**Exercise goal**
Can you output the material exactly as written, minus any pictures it holds?

╭─ Provided entries

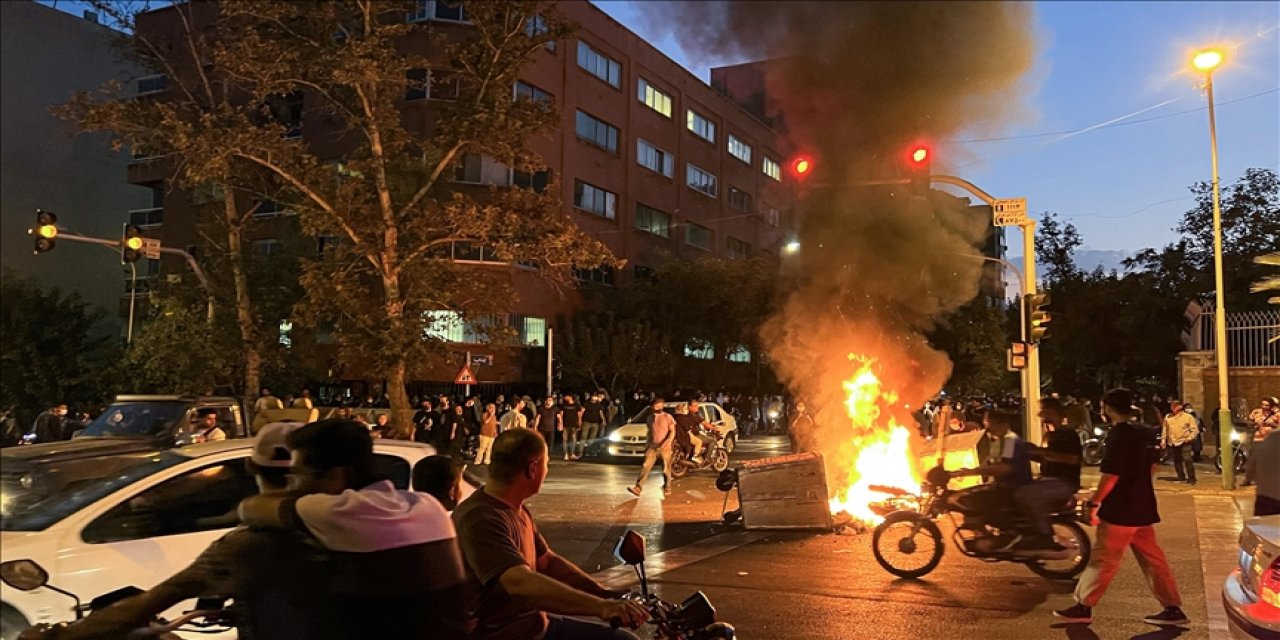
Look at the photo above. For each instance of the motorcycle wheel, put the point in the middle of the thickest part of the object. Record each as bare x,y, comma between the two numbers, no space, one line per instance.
908,544
1072,535
720,460
1092,453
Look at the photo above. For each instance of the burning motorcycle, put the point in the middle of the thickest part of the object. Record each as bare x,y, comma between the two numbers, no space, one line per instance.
714,455
690,620
909,543
209,616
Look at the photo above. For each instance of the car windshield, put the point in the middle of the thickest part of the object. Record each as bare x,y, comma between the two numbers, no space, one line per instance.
140,419
35,496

╰─

**Answer to this problem**
Look at the photo above. For each instance of the motorcycle wheel, put the point in the middle of the thickest part of the object. Record each as bare x,y, comma between the two numbers, no space, one line per instance.
908,544
1072,535
720,460
1092,453
Look at the photo above. For each instance of the burning motorcycle, put the point in the middle of the thickest part of the object. Record each as bare x,y, comma between the two numbers, no space, one line per instance.
714,455
690,620
909,543
209,616
Look at the photo above. For each instance of the car windshield, put the point in the middle of the thickest part of the object. Record each as bare x,y, comma between the two numbers, no space, one line per instance.
140,419
35,496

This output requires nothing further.